- The task: Omit every picture while you reproduce the entries that follow word for word.

----

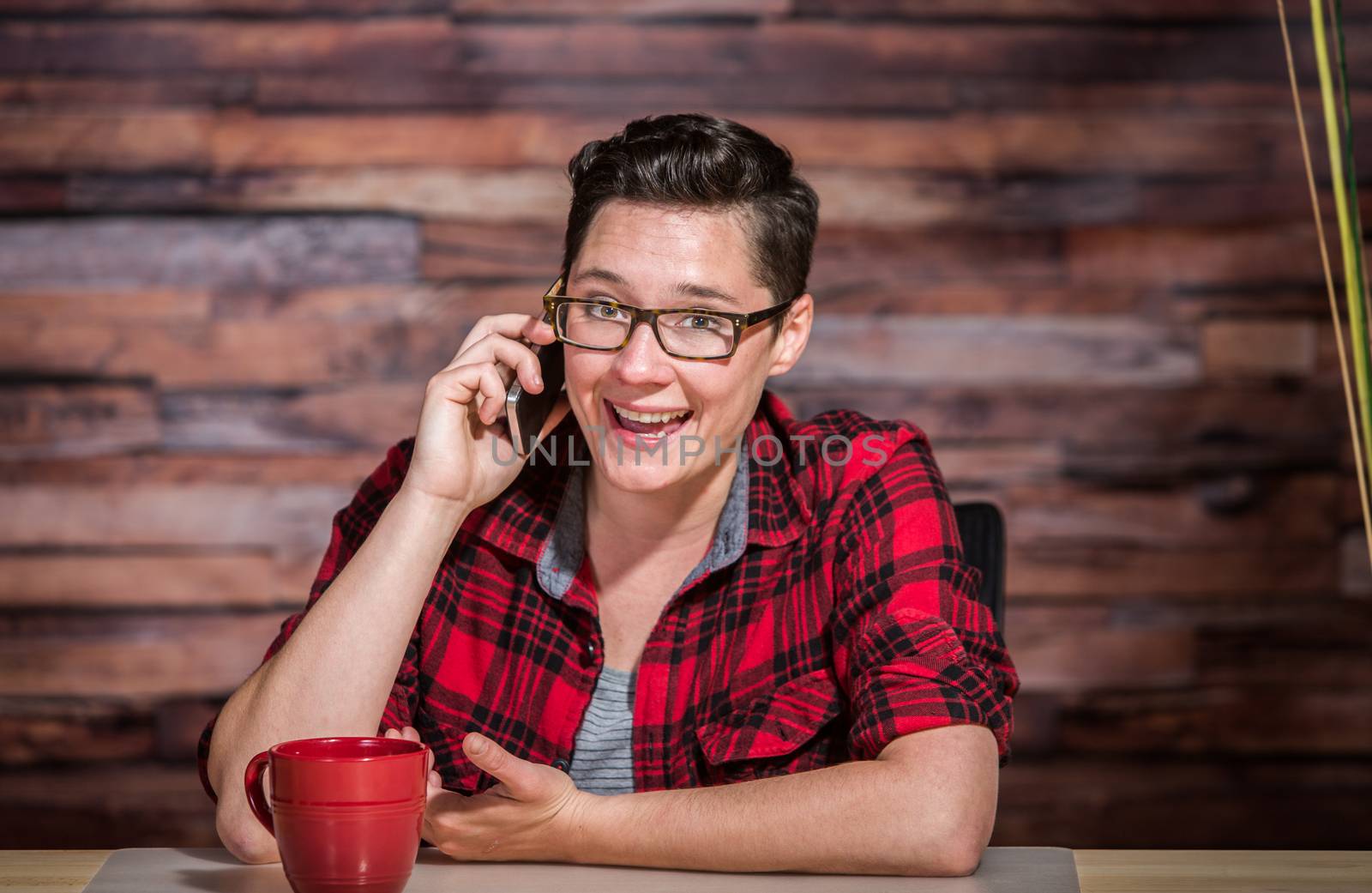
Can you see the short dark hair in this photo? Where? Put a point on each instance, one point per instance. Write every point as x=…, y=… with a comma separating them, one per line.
x=696, y=160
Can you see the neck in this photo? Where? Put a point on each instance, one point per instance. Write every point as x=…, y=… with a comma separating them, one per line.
x=669, y=522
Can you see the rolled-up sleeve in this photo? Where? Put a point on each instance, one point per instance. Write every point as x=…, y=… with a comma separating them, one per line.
x=914, y=648
x=352, y=526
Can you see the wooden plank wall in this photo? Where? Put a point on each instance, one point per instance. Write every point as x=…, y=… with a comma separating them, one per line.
x=1072, y=240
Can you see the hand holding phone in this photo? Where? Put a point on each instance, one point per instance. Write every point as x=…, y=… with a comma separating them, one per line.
x=526, y=412
x=463, y=453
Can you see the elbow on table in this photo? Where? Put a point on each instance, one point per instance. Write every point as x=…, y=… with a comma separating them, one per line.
x=953, y=856
x=246, y=838
x=960, y=860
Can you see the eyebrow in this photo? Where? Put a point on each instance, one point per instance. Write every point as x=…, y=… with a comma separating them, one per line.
x=695, y=290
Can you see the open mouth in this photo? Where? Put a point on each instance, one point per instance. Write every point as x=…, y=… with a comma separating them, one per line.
x=652, y=425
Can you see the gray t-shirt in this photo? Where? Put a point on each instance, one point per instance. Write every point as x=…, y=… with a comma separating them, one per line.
x=603, y=762
x=603, y=757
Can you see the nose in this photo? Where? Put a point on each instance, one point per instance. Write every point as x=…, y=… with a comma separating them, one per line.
x=642, y=361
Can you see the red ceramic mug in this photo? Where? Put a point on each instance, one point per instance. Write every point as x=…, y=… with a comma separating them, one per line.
x=346, y=812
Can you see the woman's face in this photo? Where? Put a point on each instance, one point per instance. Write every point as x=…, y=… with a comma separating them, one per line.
x=651, y=256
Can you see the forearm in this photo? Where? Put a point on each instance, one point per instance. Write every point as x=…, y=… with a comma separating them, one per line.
x=336, y=671
x=852, y=818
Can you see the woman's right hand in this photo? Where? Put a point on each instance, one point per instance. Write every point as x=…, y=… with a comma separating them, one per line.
x=463, y=450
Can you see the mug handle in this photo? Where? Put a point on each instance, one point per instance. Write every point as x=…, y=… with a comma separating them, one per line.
x=257, y=797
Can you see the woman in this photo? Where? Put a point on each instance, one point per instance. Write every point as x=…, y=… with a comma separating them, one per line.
x=641, y=609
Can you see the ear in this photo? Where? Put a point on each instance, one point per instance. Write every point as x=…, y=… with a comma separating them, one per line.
x=795, y=335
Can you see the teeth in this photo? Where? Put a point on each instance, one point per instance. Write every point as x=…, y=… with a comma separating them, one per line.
x=649, y=417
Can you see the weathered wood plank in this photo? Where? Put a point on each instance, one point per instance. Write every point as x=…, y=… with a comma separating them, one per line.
x=833, y=91
x=974, y=350
x=192, y=515
x=429, y=43
x=1259, y=347
x=336, y=469
x=134, y=656
x=1250, y=256
x=1074, y=659
x=1132, y=801
x=1036, y=9
x=32, y=194
x=253, y=253
x=980, y=143
x=77, y=420
x=137, y=804
x=102, y=581
x=855, y=198
x=189, y=88
x=843, y=348
x=1104, y=572
x=1232, y=412
x=916, y=9
x=36, y=732
x=1269, y=721
x=86, y=305
x=1300, y=508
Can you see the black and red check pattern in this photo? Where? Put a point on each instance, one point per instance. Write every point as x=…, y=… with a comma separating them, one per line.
x=848, y=620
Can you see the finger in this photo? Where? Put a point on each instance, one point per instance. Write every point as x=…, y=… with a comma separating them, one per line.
x=521, y=776
x=556, y=414
x=477, y=383
x=493, y=394
x=511, y=357
x=507, y=324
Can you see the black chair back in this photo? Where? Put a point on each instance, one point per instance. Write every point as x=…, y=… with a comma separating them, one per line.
x=983, y=530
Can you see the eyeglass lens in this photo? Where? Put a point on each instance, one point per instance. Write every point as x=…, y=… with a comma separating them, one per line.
x=686, y=334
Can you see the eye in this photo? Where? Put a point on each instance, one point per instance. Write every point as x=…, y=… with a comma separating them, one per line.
x=701, y=323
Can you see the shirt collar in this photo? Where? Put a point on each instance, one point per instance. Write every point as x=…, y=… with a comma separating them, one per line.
x=541, y=516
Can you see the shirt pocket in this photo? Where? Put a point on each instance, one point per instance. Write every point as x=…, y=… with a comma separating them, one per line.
x=775, y=734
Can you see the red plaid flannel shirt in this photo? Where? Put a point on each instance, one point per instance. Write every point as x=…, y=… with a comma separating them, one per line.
x=845, y=618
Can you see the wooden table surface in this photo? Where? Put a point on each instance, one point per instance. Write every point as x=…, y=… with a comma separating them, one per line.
x=1101, y=870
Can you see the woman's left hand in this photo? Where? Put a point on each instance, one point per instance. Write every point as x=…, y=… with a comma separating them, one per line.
x=533, y=814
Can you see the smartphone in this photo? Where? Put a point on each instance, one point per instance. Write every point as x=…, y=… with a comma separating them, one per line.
x=525, y=412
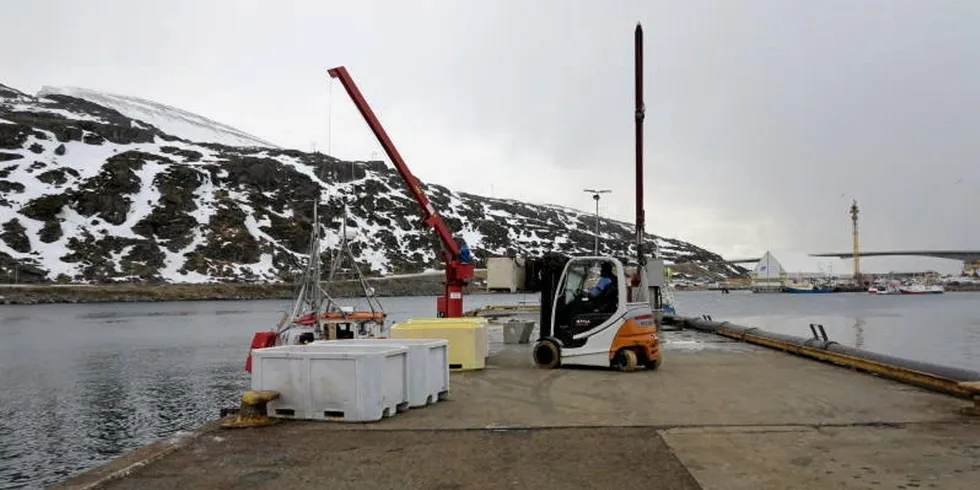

----

- Written answer:
Can you see the short dark hair in this photo? Where? Put a point on each instance, one point per instance. Write every point as x=…, y=… with a comma separating them, one per line.
x=696, y=160
Can you see the neck in this photo? Where? Put a point on each instance, one point per instance. Write every point as x=…, y=… with a comma separating them, one per line.
x=669, y=522
Can you see the rolled-up sleeve in this photo? Where? Put a point on each instance, one point per instance. Write every point as x=…, y=… with a comma separating them, one per line.
x=914, y=648
x=352, y=526
Can you see the wooden plank wall in this photo? Where? Put a point on each instance, one point per instance. Write every point as x=…, y=… with a comma separating them, one per line.
x=1072, y=240
Can you see the hand holding phone in this photo? Where? Put a point on each instance, one point per instance. Write every point as x=…, y=… with a comma separating them, one per line.
x=526, y=412
x=463, y=453
Can you see the elbow on table in this photo? Where? Put a point on each instance, one point per instance. Write every point as x=…, y=… with a comma separating them, one per line.
x=953, y=856
x=246, y=838
x=960, y=860
Can you see the eyebrow in this photo? Where? Put a point on each instance, one point per instance. Write every point as x=…, y=… with a comma separating them, one per line.
x=695, y=290
Can you see the open mouth in this photo? Where? Put a point on each instance, one point per instance. Write every point as x=…, y=… with a comma separating them, one per line.
x=652, y=425
Can you see the gray t-shirt in this photo? Where? Put a point on each instance, one point per instance. Write every point as x=…, y=… with a comma separating them, one per line.
x=603, y=762
x=603, y=757
Can you see the nose in this photo? Where? Put a point on each instance, one point per instance. Write every point as x=…, y=… with a comma separating them, one per line.
x=642, y=361
Can you see the red ceramic mug in this photo? Where? Put a point on each instance, one point per instance. Write every point as x=…, y=… with a comma separating them, one per line.
x=346, y=812
Can you see the woman's face in this photo? Where? Put a point on each instance, one point per instance. Write every point as x=…, y=… with a comma separating them, one per line.
x=651, y=256
Can you see the forearm in this photo? Where? Put a point on each instance, one point per instance. Write every point as x=…, y=… with a comma separating them, one per line.
x=336, y=671
x=852, y=818
Can you see the woman's right hand in this photo? Where? Put a point on each instance, one point per instance. Write every point as x=…, y=… with a comma separating them, one per line.
x=463, y=450
Can you see the mug handle in this photo? Where? Put a point on each instance, one point per instance. Write every point as x=…, y=… with a comma separating them, one per line.
x=257, y=797
Can you see the woman in this photo? Where? Put a point on each instance, one point per instance. Write every point as x=…, y=… with a comma separating them, one per line.
x=641, y=609
Can you see the ear in this photo? Where? Put a point on each instance, one point per instance. Write every point as x=…, y=… with a comma separating them, one per line.
x=795, y=335
Can you see the teeth in this photo? Where? Put a point on each instance, one point per instance. Write every point as x=…, y=… with a comma separating them, one per line.
x=649, y=417
Can you see the weathered wood plank in this photo? Where? Put a point on each instance, one point per instance. Write every point as x=…, y=… with a comma separating them, one per line.
x=833, y=91
x=974, y=350
x=192, y=515
x=429, y=43
x=1259, y=347
x=336, y=469
x=134, y=656
x=1250, y=256
x=1074, y=659
x=1132, y=801
x=1036, y=9
x=32, y=194
x=253, y=253
x=980, y=143
x=77, y=420
x=137, y=804
x=102, y=581
x=855, y=198
x=189, y=88
x=843, y=348
x=1104, y=572
x=1232, y=412
x=916, y=9
x=36, y=732
x=1269, y=721
x=86, y=305
x=1300, y=508
Can you see the black and red check pattern in this photo? Where? Put a point on each instance, one point per instance. Write every point as x=…, y=… with a comma separating them, one per line.
x=848, y=620
Can you see the finger in this photo? Where? Put a point on each instance, one point per instance. Write every point as x=…, y=… with a comma separating them, one per line.
x=521, y=776
x=556, y=414
x=477, y=383
x=493, y=394
x=511, y=357
x=507, y=324
Can you see the black chair back in this photo? Where? Put a point on each instance, one point per instance. Write every point as x=…, y=… with a comma separating them, one per line.
x=983, y=530
Can you see the eyeglass lens in this photo? Where? Put a point on each instance, one point per instance. Write every point as x=…, y=… with a comma separating them, one per line.
x=686, y=334
Can you see the eye in this photo? Where? Put a point on each instance, one point per instance. Write every point as x=…, y=… with a comma separating them, one per line.
x=701, y=323
Can you see the shirt collar in this photo? Where? Put a point on each instance, one point per instance. Write every point as x=…, y=… with a comma separating them, one per line.
x=541, y=516
Can you see the shirt pocket in this photo? Where? Put a point on each instance, one point per instance. Write every point as x=…, y=… with a comma separating them, one per line.
x=775, y=734
Can you see the red plaid flannel shirt in this photo? Where? Put a point on each instance, one point per instance. Write every point as x=…, y=… with a comma separating them, one per line.
x=845, y=618
Can you see the wooden table surface in this photo? Where? Put a point on each instance, one point per instance. Write every point as x=…, y=… with a comma separating them, one per line.
x=1101, y=870
Can you see the woman's left hand in this photo? Where? Put a point on each instance, one point per instance. Write every point as x=…, y=… with a comma separating them, one per line.
x=533, y=814
Can you see the smartphone in this photo? Where? Put a point on each instance, one point per instance. Write every point as x=…, y=… with a comma separating them, one per line.
x=525, y=412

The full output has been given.